Task statement - Change every "Drop a marker" in the lines below to "Place a dot", and write out all the lines again with nothing else altered.
▼
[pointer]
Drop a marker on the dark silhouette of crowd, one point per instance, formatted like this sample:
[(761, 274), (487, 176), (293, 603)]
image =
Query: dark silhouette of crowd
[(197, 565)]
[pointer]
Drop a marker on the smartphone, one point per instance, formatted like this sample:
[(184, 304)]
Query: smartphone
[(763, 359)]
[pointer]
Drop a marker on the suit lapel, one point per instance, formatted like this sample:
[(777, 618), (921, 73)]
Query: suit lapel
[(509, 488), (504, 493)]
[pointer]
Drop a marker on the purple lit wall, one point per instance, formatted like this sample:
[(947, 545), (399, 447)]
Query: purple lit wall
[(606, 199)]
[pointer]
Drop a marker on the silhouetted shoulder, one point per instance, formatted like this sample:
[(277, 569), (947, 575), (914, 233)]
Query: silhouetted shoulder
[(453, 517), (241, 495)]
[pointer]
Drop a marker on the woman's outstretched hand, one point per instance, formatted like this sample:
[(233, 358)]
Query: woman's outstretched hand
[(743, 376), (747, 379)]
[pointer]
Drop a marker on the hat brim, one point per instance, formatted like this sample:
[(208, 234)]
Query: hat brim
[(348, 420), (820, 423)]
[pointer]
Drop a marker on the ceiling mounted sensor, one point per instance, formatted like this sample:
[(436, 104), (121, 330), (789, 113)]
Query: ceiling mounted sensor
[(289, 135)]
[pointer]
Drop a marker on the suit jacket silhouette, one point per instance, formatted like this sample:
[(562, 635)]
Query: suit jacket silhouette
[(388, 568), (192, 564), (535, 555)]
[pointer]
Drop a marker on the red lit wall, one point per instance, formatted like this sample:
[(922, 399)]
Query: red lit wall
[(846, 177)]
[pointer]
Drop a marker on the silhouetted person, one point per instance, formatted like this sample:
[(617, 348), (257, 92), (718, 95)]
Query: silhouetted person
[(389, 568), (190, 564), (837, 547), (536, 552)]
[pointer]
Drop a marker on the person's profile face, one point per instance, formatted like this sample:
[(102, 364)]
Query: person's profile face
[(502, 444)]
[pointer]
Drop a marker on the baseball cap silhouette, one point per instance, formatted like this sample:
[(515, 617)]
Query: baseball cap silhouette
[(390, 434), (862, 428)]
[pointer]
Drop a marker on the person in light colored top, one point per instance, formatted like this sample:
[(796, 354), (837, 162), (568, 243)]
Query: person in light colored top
▲
Task result -
[pointer]
Place a dot on the dark silhouette of crowd, one point per instance, formatted like this sample:
[(761, 274), (487, 176), (293, 603)]
image =
Query: dark silhouette of crowd
[(197, 565)]
[pointer]
Place a dot on the smartphone, one point per instance, formatted like this sample:
[(184, 304)]
Query: smartphone
[(763, 359)]
[pointer]
Place a dot on the suit lapel, one point per instance, formatted like this sample:
[(777, 618), (921, 73)]
Query: suit lapel
[(509, 488), (504, 493)]
[pointer]
Place a dot on the purple lit wall, one point per instance, formatted like this sample:
[(947, 545), (399, 447)]
Query: purple lit wall
[(606, 199)]
[pointer]
Place a dot on the silhouetted shoulder, one point per instance, formatted like this sample:
[(277, 569), (947, 575), (914, 233)]
Query: silhouetted shoulder
[(453, 517), (241, 495)]
[pointer]
Place a dot on the woman's outstretched hand, one point per instance, formatted like this sample:
[(233, 358)]
Query: woman's outstretched hand
[(743, 376), (747, 379)]
[pointer]
Place a dot on the hat brim, one point per instance, formatted like this sample:
[(208, 234)]
Query: hat brim
[(348, 420), (820, 423)]
[pointer]
Place a dot on the ceiling mounted sensor, one point per instance, formatted like this sample:
[(436, 104), (121, 330), (789, 113)]
Query: ceiling mounted sensor
[(289, 135)]
[pointer]
Place a dot on the suit jacket silhouette, one point per instance, formatted like this sample:
[(562, 635)]
Query: suit jacket silhouette
[(388, 568), (192, 564), (535, 555)]
[pointer]
Place a dot on the red lit wall, one point per instance, formatted like this sample:
[(922, 399)]
Query: red lit wall
[(846, 177)]
[pointer]
Place a dot on the silhouetted person, one point per instance, formatted like this sample:
[(617, 348), (257, 92), (718, 95)]
Query: silhouetted person
[(389, 568), (190, 564), (837, 547), (536, 552)]
[pointer]
Place a dot on the person's profile face, one point per instance, formatted like this sample:
[(102, 364)]
Query: person's profile face
[(502, 444)]
[pointer]
Place a dot on the baseball cap silhouette, one point per instance, formatted like this sample:
[(515, 617)]
Query: baseball cap silhouette
[(390, 434), (862, 428)]
[pointer]
Place a dot on the person in light colored top, one point per instance, formatted like this sample:
[(796, 354), (837, 162), (568, 243)]
Query: person in light colored top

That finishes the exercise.